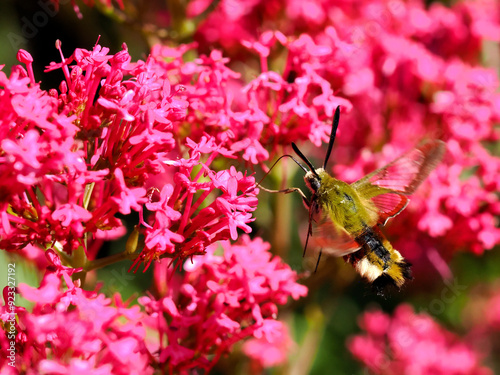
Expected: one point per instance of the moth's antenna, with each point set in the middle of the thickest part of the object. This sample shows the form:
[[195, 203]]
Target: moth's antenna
[[304, 159], [276, 162], [335, 125]]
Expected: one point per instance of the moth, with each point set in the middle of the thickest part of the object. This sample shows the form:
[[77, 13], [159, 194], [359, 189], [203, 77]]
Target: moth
[[346, 218]]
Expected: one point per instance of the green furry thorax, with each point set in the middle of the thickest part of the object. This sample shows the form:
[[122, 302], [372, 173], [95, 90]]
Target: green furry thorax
[[343, 204]]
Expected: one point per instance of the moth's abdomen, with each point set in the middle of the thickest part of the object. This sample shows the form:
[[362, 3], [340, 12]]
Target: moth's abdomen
[[379, 262]]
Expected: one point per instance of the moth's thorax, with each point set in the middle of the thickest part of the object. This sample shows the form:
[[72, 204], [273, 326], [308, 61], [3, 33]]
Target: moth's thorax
[[312, 180]]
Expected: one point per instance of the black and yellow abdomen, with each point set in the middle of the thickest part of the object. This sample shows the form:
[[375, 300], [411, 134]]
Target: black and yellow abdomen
[[379, 262]]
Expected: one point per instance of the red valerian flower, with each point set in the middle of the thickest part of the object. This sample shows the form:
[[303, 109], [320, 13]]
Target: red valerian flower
[[412, 343], [70, 329], [220, 300]]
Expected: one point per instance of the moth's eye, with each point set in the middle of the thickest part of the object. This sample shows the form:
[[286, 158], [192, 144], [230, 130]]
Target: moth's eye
[[315, 184]]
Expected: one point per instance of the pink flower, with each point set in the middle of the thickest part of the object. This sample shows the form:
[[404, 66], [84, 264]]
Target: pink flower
[[409, 342], [220, 300]]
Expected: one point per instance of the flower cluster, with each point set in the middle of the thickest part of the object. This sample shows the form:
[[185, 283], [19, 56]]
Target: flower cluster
[[70, 330], [220, 300], [412, 343]]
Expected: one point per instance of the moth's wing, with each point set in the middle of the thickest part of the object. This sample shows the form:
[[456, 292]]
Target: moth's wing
[[332, 238], [388, 187]]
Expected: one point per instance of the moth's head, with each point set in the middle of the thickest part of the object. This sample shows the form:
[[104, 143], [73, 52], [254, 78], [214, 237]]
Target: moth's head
[[313, 179]]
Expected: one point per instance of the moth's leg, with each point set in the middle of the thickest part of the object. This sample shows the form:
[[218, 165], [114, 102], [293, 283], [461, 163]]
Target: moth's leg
[[285, 191], [317, 262], [312, 206]]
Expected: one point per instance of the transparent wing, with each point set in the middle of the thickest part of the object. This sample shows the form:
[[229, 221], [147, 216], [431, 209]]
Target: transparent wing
[[388, 187]]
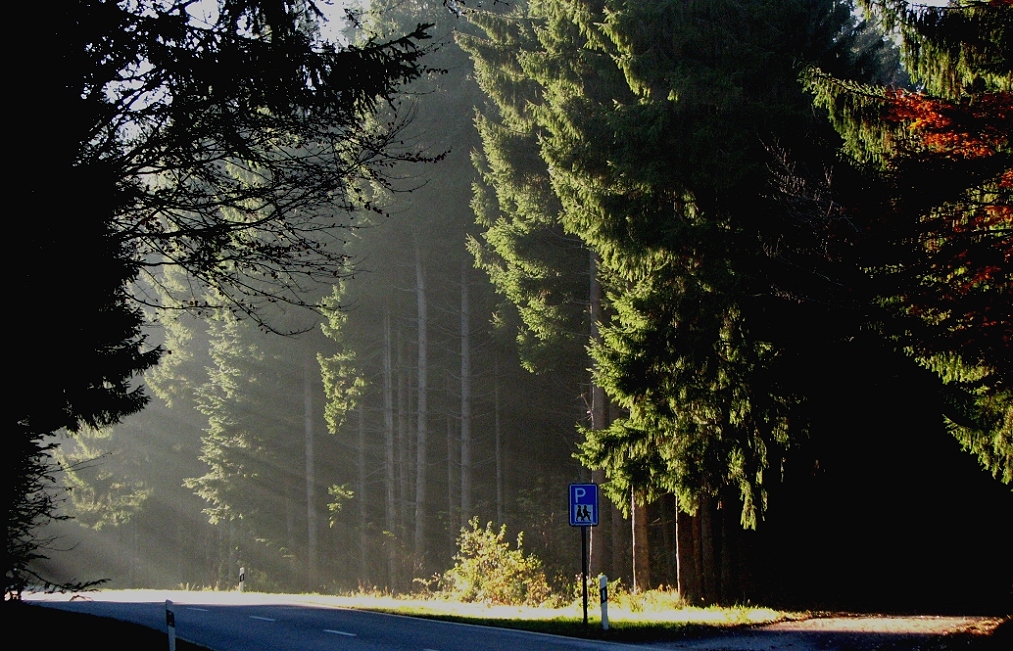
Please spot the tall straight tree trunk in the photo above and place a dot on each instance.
(311, 520)
(601, 537)
(421, 428)
(390, 507)
(641, 557)
(498, 445)
(364, 539)
(465, 396)
(402, 435)
(452, 503)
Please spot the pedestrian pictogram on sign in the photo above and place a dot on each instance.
(583, 504)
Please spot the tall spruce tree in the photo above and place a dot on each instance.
(932, 208)
(654, 123)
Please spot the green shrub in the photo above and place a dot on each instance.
(486, 569)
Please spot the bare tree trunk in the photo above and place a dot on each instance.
(451, 471)
(465, 396)
(390, 508)
(311, 520)
(421, 428)
(641, 558)
(601, 547)
(498, 444)
(402, 436)
(364, 535)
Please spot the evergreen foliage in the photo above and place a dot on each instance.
(159, 104)
(653, 123)
(931, 215)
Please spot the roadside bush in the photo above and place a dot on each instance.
(486, 569)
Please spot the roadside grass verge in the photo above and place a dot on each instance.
(645, 625)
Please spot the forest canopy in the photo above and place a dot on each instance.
(225, 139)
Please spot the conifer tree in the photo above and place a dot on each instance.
(932, 208)
(653, 123)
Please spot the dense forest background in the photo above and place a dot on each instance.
(673, 248)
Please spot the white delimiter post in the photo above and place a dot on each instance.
(170, 625)
(603, 588)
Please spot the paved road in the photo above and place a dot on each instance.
(294, 627)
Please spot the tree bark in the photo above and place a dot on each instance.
(421, 428)
(390, 506)
(601, 537)
(498, 445)
(311, 515)
(641, 546)
(364, 539)
(465, 396)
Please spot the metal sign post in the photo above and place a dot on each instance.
(583, 513)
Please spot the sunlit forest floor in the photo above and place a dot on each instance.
(647, 621)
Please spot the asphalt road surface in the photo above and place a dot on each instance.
(294, 627)
(243, 622)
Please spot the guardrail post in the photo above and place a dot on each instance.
(603, 588)
(170, 625)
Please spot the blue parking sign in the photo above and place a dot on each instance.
(583, 504)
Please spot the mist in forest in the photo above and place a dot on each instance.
(443, 380)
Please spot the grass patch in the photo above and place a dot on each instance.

————————

◆ **AIM OF THE EXERCISE**
Print all the lines above again exactly, without any pictures.

◆ **FINAL ANSWER**
Expected: one point per instance of the moth's antenna, with each point set in the middle of the thickest part of the object. This sample shows the form:
[[195, 203]]
Target: moth's antenna
[[304, 159], [276, 162], [335, 125]]
Expected: one point per instance of the moth, with each point set in the middle of the thickest part of the object. This sample shows the form:
[[77, 13], [159, 194], [359, 189], [203, 77]]
Target: moth
[[346, 218]]
Expected: one point per instance of the green furry thorax, with each point set in the middle of the thickest part of the object. This sample shows the form:
[[122, 302], [372, 173], [95, 90]]
Target: green furry thorax
[[343, 204]]
Expected: one point per instance of the moth's abdomen, with each point set in the middle of the thickest part of the object. This sample shows the form:
[[362, 3], [340, 12]]
Target: moth's abdomen
[[379, 262]]
Expected: one point per instance of the moth's thorax, with each point set in the middle of the thickest part of the object. This sample shows the form:
[[72, 204], [273, 326], [308, 61], [3, 33]]
Target: moth's thorax
[[312, 180]]
Expected: one point per instance of the black and yellow abdomen, with each point set in the middle of the thickest part of the object. This sample shows the form:
[[375, 300], [411, 134]]
Target: black and yellow abdomen
[[379, 262]]
Expected: one point per instance of the red valerian flower, with each point set in the middle of the thickest part of the object. This sample shows the form:
[[303, 109], [320, 13]]
Target: red valerian flower
[[412, 343], [70, 329], [220, 300]]
Expected: one point per instance of the moth's eye, with each point set in the middle of the thickest part of the object. This sample shows the form:
[[286, 158], [192, 144], [230, 130]]
Target: moth's eye
[[315, 184]]
Expected: one point per instance of the pink flower, with each point set in the middle of the thickest part of the object. This sample shows the form:
[[404, 66], [84, 264]]
Target: pink flower
[[409, 342], [220, 300]]
Expected: one point per instance of the flower cluster, with each point set in the middle of the thickest part of the object. This sample shows the form:
[[185, 283], [19, 56]]
Target: flower cluster
[[70, 330], [220, 300], [412, 343]]
Expected: one point per instance of the moth's wing, with each point set in the middle of the thickest part of the object. This sample shows the form:
[[456, 292]]
Target: moth's wing
[[332, 238], [388, 187]]
Expected: one point per instance of the moth's head, with each point set in the middle of the thickest part of the object. This sample shows the form:
[[104, 143], [73, 52], [254, 78], [214, 237]]
Target: moth's head
[[313, 179]]
Expected: one point per instance of the moth's leg, with each point set in the middle of the thickest part of the object. This sample shows the form:
[[218, 165], [114, 102], [293, 283], [461, 163]]
Target: moth's leg
[[285, 191], [317, 262], [312, 206]]
Expected: one point per instance of the transparent wing, with each point set in the middle of the thickest part of the object. This sample shows the form:
[[229, 221], [147, 216], [431, 209]]
Target: transparent wing
[[388, 187]]
Please spot the tall straight tree trunk in the photo above and place a dot on each instance.
(311, 520)
(601, 537)
(421, 428)
(390, 507)
(641, 557)
(498, 445)
(364, 539)
(465, 396)
(402, 435)
(452, 503)
Please spot the pedestrian pictogram on sign in the photo above and place a dot on each instance.
(583, 504)
Please spot the tall spruce tree in the photo above and place a dot on each instance.
(932, 208)
(654, 123)
Please spot the green shrub in the photo above and place a dot on each instance.
(486, 569)
Please spot the bare tree trunk in the photo above and place a dot on each instance.
(451, 471)
(465, 396)
(390, 508)
(311, 520)
(421, 428)
(641, 558)
(601, 547)
(498, 444)
(402, 436)
(364, 535)
Please spot the evergreen foliage in the photo above and place a dot on each instance.
(159, 104)
(653, 123)
(931, 215)
Please spot the roadside bush in the photo above and place a dot on each instance.
(486, 569)
Please spot the roadside grass verge in the photo above and place a dot on each instance.
(645, 625)
Please spot the forest canopy in the photo above and place a dot on each instance.
(225, 139)
Please spot the conifer tree in the photo above and place a dot on each instance.
(932, 208)
(653, 123)
Please spot the dense forest background in the photo above and place a dot on each instance.
(673, 248)
Please spot the white delimiter post in the photo above and place a dot on each instance.
(170, 625)
(603, 588)
Please spot the paved road in the photo above and place a dot on each instance.
(294, 627)
Please spot the tree bark in the photo above and place a dot on each instance.
(421, 428)
(390, 506)
(601, 537)
(498, 445)
(311, 515)
(641, 546)
(364, 539)
(465, 396)
Please spot the metal sign post in the photo above and place a dot on each instance.
(583, 513)
Please spot the sunlit forest floor in the photo above and place a dot on each instance.
(647, 621)
Please spot the asphalt road surface in the photo above and place a dot on each instance.
(294, 627)
(243, 622)
Please spot the guardrail post in the photo above and place a dot on each instance.
(603, 588)
(170, 625)
Please spot the blue parking sign in the photo above and place a dot on each instance.
(583, 504)
Please spot the mist in forest in the photo above and place a dot on each instance.
(443, 380)
Please spot the grass patch in the photo above and place a dot on each instance.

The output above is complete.